##### INPUT DATA
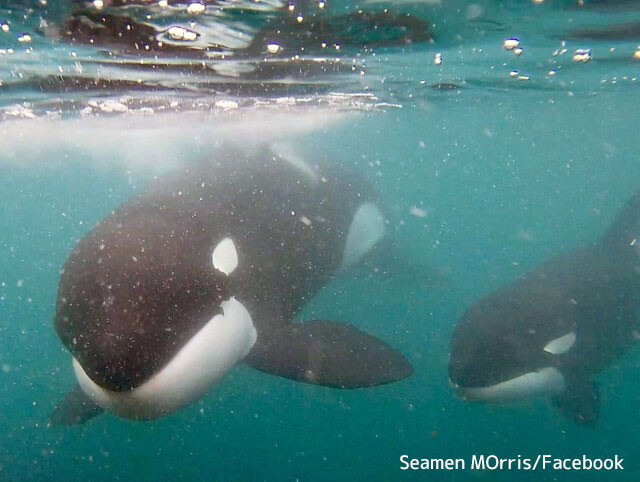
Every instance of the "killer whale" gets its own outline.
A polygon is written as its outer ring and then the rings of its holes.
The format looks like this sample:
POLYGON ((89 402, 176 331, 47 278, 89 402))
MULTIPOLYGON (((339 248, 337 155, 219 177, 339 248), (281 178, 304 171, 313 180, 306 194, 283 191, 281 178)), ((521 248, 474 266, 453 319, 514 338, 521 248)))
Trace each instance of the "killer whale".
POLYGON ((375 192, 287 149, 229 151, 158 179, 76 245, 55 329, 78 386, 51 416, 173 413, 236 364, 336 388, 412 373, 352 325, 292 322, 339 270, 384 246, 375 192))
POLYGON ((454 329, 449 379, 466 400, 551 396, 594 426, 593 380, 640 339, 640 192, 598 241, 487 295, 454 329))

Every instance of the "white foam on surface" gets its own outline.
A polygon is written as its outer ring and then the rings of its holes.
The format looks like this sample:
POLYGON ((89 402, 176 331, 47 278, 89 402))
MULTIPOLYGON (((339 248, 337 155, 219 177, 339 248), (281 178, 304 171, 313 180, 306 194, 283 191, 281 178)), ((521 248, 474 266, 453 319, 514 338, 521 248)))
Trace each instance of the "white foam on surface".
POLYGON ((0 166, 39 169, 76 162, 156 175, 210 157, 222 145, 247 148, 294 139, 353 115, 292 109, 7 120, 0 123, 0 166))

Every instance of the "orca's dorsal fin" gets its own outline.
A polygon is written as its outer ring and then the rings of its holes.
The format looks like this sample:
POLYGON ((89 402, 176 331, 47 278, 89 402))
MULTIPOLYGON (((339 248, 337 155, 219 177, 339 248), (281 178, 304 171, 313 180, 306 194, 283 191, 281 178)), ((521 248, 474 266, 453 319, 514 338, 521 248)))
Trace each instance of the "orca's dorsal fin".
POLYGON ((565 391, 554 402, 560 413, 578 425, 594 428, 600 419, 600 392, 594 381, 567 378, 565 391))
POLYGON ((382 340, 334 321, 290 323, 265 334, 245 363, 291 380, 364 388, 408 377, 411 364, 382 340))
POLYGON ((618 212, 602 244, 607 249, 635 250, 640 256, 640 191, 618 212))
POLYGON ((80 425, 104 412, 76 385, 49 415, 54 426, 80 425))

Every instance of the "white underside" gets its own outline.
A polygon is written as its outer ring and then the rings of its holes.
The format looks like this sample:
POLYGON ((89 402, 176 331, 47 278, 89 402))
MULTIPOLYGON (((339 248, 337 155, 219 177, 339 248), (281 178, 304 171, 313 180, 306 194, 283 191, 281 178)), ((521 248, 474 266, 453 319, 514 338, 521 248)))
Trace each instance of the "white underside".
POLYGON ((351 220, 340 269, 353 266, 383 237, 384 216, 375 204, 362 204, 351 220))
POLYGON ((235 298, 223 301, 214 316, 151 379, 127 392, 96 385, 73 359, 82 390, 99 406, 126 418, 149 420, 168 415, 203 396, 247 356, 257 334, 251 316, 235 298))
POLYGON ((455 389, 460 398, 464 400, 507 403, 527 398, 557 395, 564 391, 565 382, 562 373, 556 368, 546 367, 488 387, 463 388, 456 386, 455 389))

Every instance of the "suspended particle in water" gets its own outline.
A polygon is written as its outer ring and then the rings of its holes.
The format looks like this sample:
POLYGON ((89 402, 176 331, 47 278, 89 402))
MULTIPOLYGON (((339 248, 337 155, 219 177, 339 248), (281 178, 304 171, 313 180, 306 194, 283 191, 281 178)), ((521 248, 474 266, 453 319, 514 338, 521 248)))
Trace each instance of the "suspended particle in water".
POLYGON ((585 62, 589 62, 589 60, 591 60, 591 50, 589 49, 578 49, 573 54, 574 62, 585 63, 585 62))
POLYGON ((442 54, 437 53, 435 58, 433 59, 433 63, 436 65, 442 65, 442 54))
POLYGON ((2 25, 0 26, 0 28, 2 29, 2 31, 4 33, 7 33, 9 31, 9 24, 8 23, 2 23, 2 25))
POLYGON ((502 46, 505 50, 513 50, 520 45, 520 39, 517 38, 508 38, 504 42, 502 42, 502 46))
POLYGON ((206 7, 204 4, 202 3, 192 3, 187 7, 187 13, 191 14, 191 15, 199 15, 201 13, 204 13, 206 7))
##########
### WORK ITEM
Look at each line above and note whether it holds the word "outline". Report how many do, as the number only.

### PROBLEM SOLUTION
5